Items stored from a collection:

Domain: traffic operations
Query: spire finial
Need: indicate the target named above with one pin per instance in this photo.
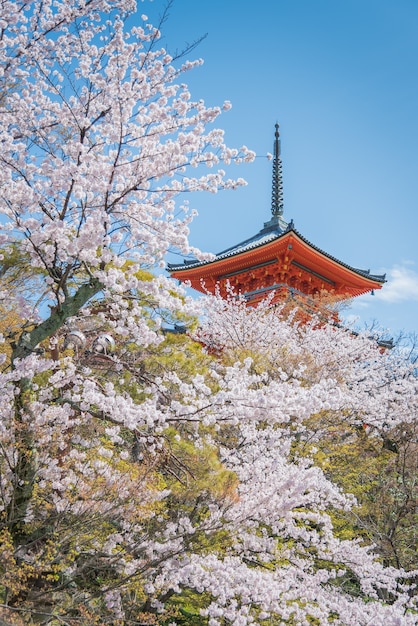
(277, 193)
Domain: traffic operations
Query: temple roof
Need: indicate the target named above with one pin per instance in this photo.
(262, 248)
(264, 236)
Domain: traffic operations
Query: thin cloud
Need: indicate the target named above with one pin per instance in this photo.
(401, 286)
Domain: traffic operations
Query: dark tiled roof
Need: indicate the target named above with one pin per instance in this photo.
(271, 231)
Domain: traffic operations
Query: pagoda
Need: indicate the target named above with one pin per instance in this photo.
(278, 261)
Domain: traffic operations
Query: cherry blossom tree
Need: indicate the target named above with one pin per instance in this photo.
(149, 476)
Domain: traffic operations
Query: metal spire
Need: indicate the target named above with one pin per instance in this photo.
(277, 192)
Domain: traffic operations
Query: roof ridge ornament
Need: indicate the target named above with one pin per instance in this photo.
(277, 202)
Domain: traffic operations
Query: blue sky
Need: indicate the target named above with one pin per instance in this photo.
(341, 78)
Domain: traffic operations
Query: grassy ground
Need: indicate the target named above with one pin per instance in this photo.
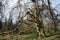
(31, 36)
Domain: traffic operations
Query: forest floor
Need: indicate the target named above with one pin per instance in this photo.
(31, 36)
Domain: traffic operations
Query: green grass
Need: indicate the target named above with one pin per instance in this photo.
(30, 36)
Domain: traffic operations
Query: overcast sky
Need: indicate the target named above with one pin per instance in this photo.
(11, 3)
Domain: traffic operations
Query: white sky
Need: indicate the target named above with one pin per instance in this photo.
(10, 4)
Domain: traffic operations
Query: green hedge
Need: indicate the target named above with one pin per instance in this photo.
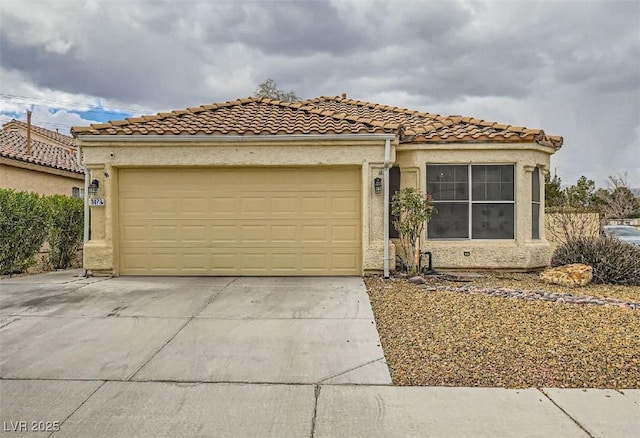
(27, 220)
(65, 230)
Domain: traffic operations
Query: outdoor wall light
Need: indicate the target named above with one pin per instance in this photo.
(377, 185)
(93, 187)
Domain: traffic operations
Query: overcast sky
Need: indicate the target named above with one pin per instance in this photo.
(571, 68)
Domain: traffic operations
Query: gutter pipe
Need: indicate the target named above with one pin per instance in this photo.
(85, 234)
(387, 164)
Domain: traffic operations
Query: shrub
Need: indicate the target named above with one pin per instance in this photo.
(613, 261)
(65, 230)
(412, 210)
(23, 229)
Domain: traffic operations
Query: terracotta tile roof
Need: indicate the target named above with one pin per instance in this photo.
(14, 146)
(64, 140)
(250, 116)
(422, 127)
(324, 115)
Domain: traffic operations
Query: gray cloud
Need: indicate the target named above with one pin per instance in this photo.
(570, 67)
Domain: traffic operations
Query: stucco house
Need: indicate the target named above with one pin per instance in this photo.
(263, 187)
(41, 161)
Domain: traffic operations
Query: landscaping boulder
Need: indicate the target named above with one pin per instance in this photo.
(572, 275)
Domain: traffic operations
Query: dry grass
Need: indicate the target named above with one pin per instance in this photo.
(455, 339)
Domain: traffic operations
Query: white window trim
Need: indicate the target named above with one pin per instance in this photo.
(470, 201)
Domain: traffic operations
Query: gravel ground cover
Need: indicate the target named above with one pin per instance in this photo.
(432, 336)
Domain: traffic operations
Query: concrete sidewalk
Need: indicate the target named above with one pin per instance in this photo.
(234, 357)
(172, 409)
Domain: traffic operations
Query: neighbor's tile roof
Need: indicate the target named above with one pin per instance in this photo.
(251, 116)
(14, 146)
(53, 135)
(324, 115)
(422, 127)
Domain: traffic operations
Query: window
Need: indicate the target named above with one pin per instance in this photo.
(394, 187)
(472, 201)
(77, 192)
(535, 204)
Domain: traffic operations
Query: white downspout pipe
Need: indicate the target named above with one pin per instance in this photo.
(85, 236)
(387, 164)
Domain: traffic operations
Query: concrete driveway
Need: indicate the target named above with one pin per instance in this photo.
(283, 357)
(190, 329)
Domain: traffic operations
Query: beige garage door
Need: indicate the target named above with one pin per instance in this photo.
(240, 221)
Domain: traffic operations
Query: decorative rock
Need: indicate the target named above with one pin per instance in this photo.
(572, 275)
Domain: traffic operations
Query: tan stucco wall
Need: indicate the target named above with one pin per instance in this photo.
(104, 159)
(24, 179)
(520, 253)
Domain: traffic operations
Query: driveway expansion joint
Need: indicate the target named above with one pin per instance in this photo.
(566, 413)
(79, 406)
(350, 369)
(316, 394)
(189, 319)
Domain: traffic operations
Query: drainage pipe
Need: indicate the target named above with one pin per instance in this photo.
(85, 235)
(387, 164)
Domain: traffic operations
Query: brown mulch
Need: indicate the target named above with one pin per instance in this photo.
(440, 338)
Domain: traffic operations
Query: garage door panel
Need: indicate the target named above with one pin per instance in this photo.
(240, 221)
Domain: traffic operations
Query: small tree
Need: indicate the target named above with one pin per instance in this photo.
(554, 195)
(412, 209)
(269, 89)
(619, 202)
(581, 194)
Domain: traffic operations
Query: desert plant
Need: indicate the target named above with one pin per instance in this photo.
(65, 230)
(23, 229)
(613, 261)
(412, 210)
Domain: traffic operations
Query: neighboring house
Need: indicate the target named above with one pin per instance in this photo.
(263, 187)
(47, 165)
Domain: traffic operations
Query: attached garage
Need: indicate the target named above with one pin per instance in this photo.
(240, 221)
(259, 187)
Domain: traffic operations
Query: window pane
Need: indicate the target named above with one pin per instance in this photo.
(535, 221)
(535, 185)
(447, 183)
(394, 187)
(492, 221)
(450, 221)
(492, 183)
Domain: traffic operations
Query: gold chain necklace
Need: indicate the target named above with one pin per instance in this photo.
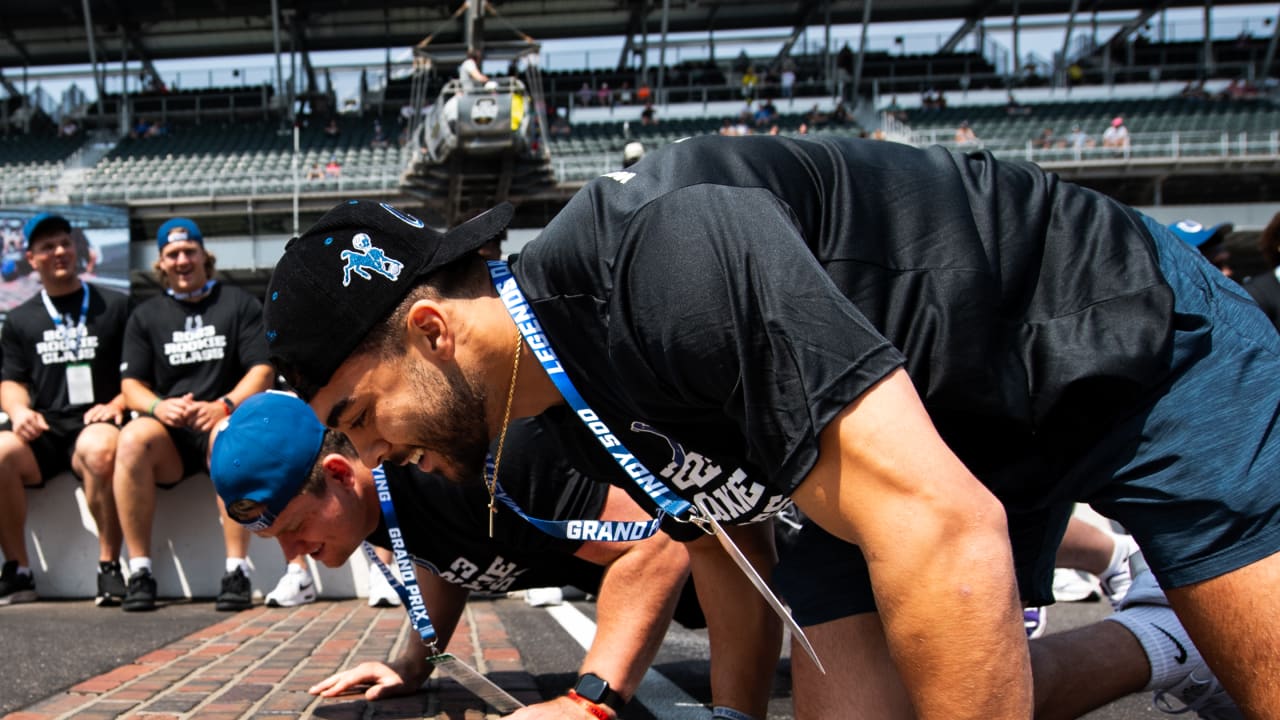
(492, 481)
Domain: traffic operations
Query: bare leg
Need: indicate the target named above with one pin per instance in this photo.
(860, 682)
(95, 463)
(19, 470)
(1235, 623)
(1073, 671)
(1087, 668)
(144, 456)
(745, 634)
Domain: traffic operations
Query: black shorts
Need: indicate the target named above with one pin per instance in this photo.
(846, 588)
(55, 447)
(192, 447)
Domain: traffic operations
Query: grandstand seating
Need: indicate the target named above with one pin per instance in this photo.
(242, 159)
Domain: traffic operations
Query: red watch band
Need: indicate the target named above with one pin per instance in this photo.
(598, 710)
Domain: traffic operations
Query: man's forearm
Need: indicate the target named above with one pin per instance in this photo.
(636, 600)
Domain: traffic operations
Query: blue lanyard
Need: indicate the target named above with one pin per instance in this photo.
(411, 595)
(584, 531)
(513, 300)
(73, 340)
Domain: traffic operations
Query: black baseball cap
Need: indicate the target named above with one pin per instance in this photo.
(44, 223)
(344, 274)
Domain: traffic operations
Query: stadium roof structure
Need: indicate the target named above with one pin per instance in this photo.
(53, 32)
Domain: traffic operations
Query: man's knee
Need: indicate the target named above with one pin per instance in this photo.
(95, 450)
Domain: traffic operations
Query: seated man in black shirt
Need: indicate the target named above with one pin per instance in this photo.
(932, 354)
(60, 388)
(190, 356)
(287, 477)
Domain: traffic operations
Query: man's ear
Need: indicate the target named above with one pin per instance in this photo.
(339, 468)
(428, 326)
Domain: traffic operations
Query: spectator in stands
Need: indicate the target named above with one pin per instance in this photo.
(649, 115)
(469, 72)
(750, 81)
(1079, 140)
(1116, 136)
(1210, 241)
(787, 80)
(60, 387)
(190, 356)
(1265, 287)
(1013, 108)
(631, 154)
(766, 114)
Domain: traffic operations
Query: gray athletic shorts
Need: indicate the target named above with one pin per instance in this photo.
(1194, 473)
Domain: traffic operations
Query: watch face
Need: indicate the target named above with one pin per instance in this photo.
(592, 687)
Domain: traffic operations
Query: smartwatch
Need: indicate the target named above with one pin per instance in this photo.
(597, 689)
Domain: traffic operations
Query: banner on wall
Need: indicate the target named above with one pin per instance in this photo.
(101, 237)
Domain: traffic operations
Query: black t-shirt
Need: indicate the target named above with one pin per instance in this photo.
(725, 299)
(1265, 290)
(36, 351)
(446, 524)
(201, 347)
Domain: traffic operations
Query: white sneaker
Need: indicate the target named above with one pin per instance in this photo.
(380, 592)
(1198, 691)
(295, 588)
(1115, 583)
(1074, 586)
(544, 597)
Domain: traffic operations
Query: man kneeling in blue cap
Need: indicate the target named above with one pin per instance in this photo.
(282, 474)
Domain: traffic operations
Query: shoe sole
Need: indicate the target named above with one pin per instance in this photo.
(273, 602)
(19, 597)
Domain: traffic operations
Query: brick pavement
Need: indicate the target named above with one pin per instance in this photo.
(260, 662)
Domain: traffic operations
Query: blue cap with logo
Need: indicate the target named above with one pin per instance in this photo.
(1197, 235)
(263, 455)
(44, 223)
(178, 229)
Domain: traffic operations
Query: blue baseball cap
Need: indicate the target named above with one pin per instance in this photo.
(44, 223)
(263, 455)
(177, 229)
(1197, 235)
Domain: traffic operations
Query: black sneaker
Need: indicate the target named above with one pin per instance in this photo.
(16, 587)
(236, 595)
(141, 595)
(110, 584)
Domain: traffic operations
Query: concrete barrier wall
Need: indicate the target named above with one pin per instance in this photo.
(187, 546)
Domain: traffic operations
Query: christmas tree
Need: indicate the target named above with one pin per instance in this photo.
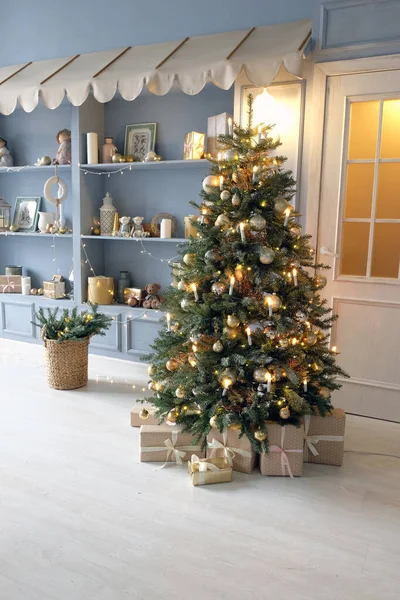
(246, 336)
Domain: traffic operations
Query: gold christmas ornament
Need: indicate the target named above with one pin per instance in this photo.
(324, 392)
(232, 321)
(144, 414)
(284, 413)
(260, 435)
(172, 364)
(189, 259)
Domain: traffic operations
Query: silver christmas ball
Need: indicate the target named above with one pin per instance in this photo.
(218, 346)
(210, 182)
(281, 204)
(218, 288)
(225, 195)
(257, 222)
(212, 256)
(260, 374)
(267, 255)
(236, 200)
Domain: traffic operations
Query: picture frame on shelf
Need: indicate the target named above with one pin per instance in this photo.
(26, 213)
(140, 138)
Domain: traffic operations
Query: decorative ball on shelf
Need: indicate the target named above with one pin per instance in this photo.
(218, 346)
(260, 374)
(189, 259)
(260, 435)
(218, 288)
(284, 413)
(213, 422)
(280, 204)
(212, 256)
(320, 281)
(144, 414)
(180, 392)
(267, 255)
(232, 321)
(225, 195)
(172, 364)
(210, 182)
(325, 393)
(257, 222)
(236, 201)
(173, 416)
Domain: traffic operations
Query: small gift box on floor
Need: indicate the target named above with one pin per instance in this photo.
(10, 284)
(238, 452)
(324, 438)
(144, 414)
(285, 456)
(162, 443)
(205, 471)
(193, 148)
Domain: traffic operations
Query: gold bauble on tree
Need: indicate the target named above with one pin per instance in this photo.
(260, 435)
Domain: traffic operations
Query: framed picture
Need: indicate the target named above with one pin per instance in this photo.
(140, 139)
(26, 213)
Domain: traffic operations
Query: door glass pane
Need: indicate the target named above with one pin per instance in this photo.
(363, 129)
(354, 249)
(388, 199)
(386, 250)
(359, 182)
(390, 142)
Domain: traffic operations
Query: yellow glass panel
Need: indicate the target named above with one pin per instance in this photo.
(359, 182)
(390, 142)
(386, 250)
(363, 129)
(388, 199)
(354, 249)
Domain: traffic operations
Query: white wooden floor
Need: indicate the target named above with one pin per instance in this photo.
(82, 519)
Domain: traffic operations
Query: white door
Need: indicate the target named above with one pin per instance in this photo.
(359, 237)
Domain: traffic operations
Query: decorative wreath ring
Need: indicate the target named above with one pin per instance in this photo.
(62, 186)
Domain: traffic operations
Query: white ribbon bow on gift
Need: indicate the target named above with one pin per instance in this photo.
(203, 468)
(228, 452)
(311, 440)
(284, 457)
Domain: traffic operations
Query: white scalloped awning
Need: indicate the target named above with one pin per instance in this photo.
(190, 63)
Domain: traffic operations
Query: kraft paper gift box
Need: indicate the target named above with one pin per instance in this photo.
(285, 456)
(216, 125)
(162, 443)
(324, 438)
(238, 452)
(10, 284)
(204, 471)
(152, 419)
(193, 148)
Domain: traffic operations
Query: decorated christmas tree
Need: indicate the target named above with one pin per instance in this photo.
(246, 339)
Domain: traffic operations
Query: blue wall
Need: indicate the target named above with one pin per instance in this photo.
(50, 28)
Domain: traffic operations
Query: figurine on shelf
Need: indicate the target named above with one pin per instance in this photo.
(63, 156)
(6, 159)
(153, 300)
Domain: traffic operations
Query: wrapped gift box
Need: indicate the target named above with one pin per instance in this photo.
(136, 421)
(54, 289)
(216, 125)
(10, 284)
(285, 456)
(204, 471)
(162, 443)
(324, 438)
(193, 145)
(237, 451)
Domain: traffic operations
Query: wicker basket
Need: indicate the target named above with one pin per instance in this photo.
(66, 362)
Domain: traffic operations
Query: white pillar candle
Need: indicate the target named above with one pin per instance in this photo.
(165, 228)
(92, 148)
(26, 285)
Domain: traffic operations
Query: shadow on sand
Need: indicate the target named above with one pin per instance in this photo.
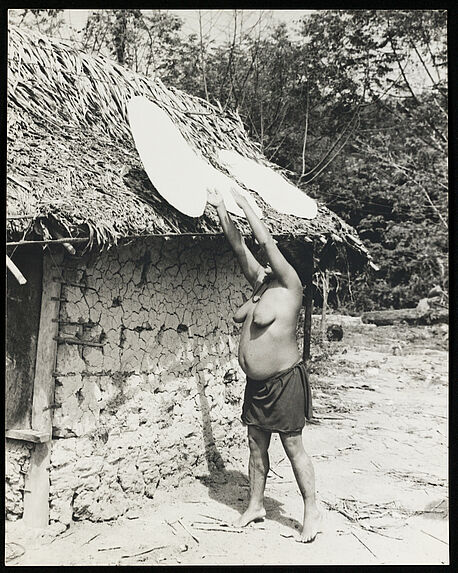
(231, 487)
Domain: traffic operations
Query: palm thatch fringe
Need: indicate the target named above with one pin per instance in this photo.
(73, 169)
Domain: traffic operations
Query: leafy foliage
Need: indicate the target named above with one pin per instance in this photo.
(354, 105)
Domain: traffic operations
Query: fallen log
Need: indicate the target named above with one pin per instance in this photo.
(408, 315)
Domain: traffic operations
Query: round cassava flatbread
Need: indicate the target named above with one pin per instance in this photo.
(172, 166)
(282, 195)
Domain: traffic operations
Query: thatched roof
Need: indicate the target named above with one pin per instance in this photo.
(73, 169)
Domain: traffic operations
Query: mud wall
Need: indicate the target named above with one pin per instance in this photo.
(161, 397)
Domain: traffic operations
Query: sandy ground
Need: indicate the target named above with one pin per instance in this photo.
(379, 448)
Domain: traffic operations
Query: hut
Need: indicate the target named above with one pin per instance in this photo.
(121, 365)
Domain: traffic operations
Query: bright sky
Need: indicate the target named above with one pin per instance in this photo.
(216, 24)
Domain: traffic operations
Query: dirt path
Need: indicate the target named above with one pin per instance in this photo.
(380, 456)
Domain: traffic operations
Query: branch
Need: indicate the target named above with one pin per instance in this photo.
(407, 172)
(305, 130)
(202, 57)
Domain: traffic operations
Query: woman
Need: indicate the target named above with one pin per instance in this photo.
(277, 394)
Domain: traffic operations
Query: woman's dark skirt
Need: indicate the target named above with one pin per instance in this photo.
(280, 403)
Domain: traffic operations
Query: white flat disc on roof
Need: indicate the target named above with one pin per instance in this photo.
(172, 166)
(282, 195)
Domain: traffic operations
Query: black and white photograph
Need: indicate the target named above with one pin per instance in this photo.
(227, 287)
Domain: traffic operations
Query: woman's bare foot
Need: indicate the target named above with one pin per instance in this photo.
(312, 525)
(250, 515)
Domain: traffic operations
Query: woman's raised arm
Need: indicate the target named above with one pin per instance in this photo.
(250, 266)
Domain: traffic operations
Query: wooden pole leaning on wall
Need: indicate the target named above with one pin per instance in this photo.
(308, 300)
(36, 493)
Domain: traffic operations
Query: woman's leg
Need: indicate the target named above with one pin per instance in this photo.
(258, 468)
(305, 477)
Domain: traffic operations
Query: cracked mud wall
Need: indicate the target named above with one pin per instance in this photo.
(161, 398)
(17, 458)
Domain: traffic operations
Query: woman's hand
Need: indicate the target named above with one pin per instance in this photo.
(214, 197)
(239, 199)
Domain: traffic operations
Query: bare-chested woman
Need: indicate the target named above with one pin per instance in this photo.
(277, 394)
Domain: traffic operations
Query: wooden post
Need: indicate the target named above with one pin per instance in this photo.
(308, 302)
(324, 307)
(36, 493)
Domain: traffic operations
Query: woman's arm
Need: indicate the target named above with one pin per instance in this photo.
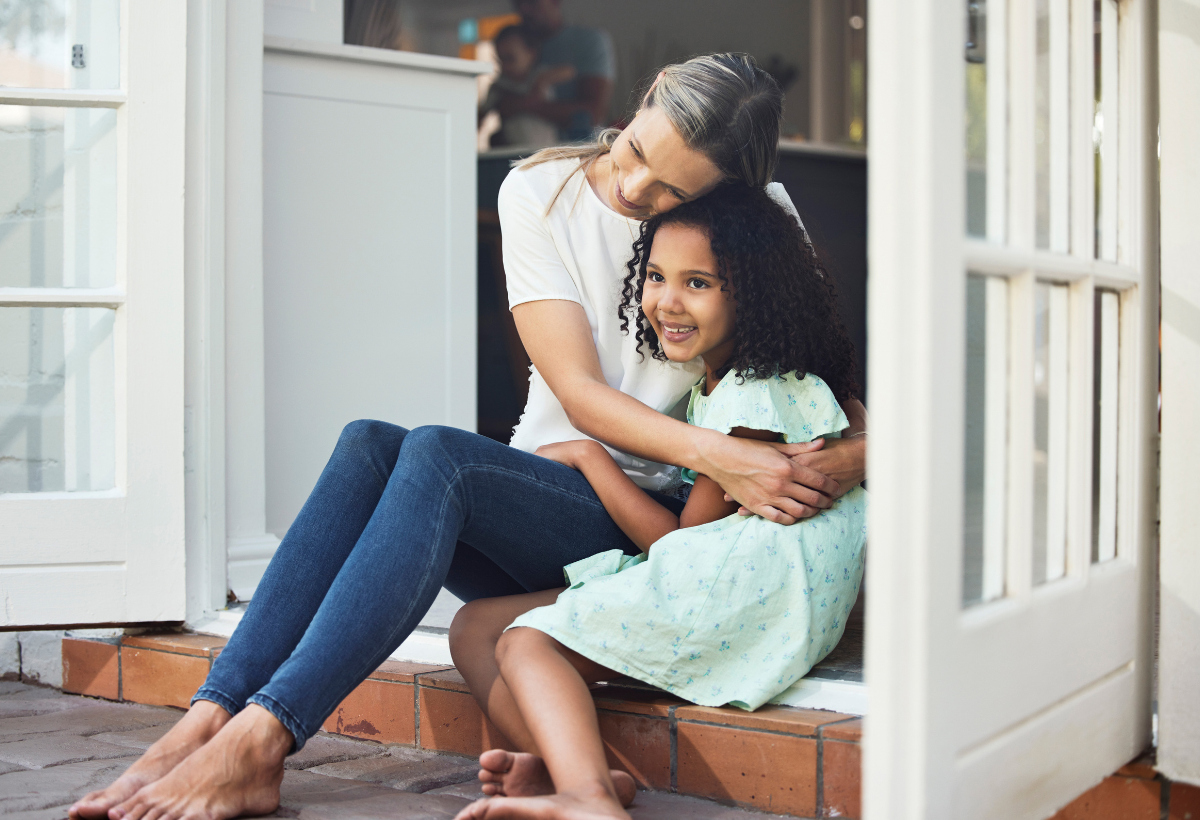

Task description: Pick out each line above that contains the word "wooden", and copy those lines.

Complete response:
Query: white wooden floor
Query: wooden pole leaning on wall
Query: wooden post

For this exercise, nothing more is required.